===== Excerpted data =====

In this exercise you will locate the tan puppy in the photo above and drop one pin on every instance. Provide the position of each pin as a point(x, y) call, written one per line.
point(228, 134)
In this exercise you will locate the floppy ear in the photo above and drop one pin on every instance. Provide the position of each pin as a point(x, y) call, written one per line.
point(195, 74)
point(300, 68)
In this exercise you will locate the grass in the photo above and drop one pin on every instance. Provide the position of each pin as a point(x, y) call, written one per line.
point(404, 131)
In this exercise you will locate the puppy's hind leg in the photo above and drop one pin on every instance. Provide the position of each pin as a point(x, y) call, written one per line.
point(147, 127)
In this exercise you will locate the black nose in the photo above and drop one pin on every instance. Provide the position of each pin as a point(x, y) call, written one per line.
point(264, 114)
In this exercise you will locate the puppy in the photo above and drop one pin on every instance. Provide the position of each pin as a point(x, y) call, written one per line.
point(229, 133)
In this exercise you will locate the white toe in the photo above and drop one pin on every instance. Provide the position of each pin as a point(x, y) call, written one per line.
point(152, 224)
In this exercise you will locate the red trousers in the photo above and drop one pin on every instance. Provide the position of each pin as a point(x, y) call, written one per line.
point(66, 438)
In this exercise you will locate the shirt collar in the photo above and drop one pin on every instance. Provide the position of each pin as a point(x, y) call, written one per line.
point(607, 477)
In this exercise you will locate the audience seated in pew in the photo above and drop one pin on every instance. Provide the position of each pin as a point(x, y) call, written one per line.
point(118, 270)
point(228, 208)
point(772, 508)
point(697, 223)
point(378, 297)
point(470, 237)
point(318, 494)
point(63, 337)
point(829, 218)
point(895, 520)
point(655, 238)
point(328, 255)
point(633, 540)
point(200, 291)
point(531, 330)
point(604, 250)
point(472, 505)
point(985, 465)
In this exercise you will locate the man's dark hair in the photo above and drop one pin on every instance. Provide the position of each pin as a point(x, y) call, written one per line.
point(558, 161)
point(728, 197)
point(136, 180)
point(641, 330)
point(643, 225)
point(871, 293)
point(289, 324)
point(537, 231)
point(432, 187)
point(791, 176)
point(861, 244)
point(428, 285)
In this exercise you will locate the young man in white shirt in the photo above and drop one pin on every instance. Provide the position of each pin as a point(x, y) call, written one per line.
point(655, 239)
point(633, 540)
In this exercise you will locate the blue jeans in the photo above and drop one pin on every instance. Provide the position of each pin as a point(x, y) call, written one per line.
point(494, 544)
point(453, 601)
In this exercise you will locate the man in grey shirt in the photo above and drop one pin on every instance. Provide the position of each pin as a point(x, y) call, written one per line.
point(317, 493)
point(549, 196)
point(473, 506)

=====

▶ [Short exercise]
Copy every one of the entries above word for word.

▶ [Solution]
In this exercise you will locate the tan puppy in the photo above and drop one pin on every instance. Provide the position of each pin as a point(x, y) call, written one per line.
point(228, 134)
In this exercise you will locate the floppy ear in the photo above and drop one pin on every instance. Provide the position of each pin as a point(x, y) call, written one per line.
point(195, 74)
point(300, 68)
In this exercise you will locate the grass in the photo above and drop one pin on every instance. Provide the position of each pin as a point(x, y) call, written one per line.
point(404, 131)
In this exercise you will locate the puppy's hind leg in the photo above and drop one pin on every instance. Provide the position of each pin as a point(x, y) call, written one per line.
point(147, 127)
In this exercise you will locate the black nose in the photo above and drop one pin on every instance. Provide the position of each pin as a point(x, y) call, written one per line.
point(264, 114)
In this exercise you will locate the puppy in the photo above and drop one pin on every instance. Provide the position of each pin as a point(x, y) call, written one per line.
point(229, 133)
In this exercise you will locate the white toe in the photo above and drop one pin on every instance. Provide the position of each pin as a point(x, y) call, written one per line.
point(152, 224)
In this exercise you will locate the red trousers in the photo above and drop one pin on every instance. Provide the position of each pin as a point(x, y) call, written one per line.
point(66, 438)
In this exercise you will locate the shirt collar in the photo above and drop one pin on every instance. Provide the position of each pin as a point(x, y) call, written one per line.
point(607, 477)
In this exercise you will locate the audience seated in pew in the photo above and drop one pin on every instance. Provide the position of each pin as a point(x, y) call, written one per line.
point(118, 270)
point(228, 208)
point(772, 508)
point(697, 223)
point(378, 297)
point(470, 237)
point(318, 494)
point(63, 337)
point(829, 218)
point(895, 520)
point(655, 238)
point(328, 255)
point(633, 540)
point(200, 291)
point(531, 330)
point(604, 250)
point(472, 505)
point(985, 465)
In this exercise you will locate the man's dark hair in the photo above and drop one pin on every instance. Provide the position of each pin as a point(x, y) call, written one per line.
point(558, 161)
point(728, 197)
point(136, 180)
point(641, 330)
point(643, 225)
point(871, 293)
point(289, 324)
point(537, 231)
point(432, 187)
point(791, 176)
point(861, 244)
point(428, 285)
In this exercise you will locate the young man in white shirt in the photo above and drop one pin on every instance. Provide the position of each pin as a point(x, y) call, written one per line.
point(655, 239)
point(633, 540)
In this exercise you will locate the blue jeans in the photo above and drop one pin on every instance. Provide the position of each pin as a point(x, y) call, written one per line.
point(494, 544)
point(453, 601)
In this exercise you will locate the man in grey shirt in the photo above and drop one pin on every instance. Provide the position of each pin as a point(x, y) call, written one per line.
point(317, 493)
point(549, 196)
point(473, 506)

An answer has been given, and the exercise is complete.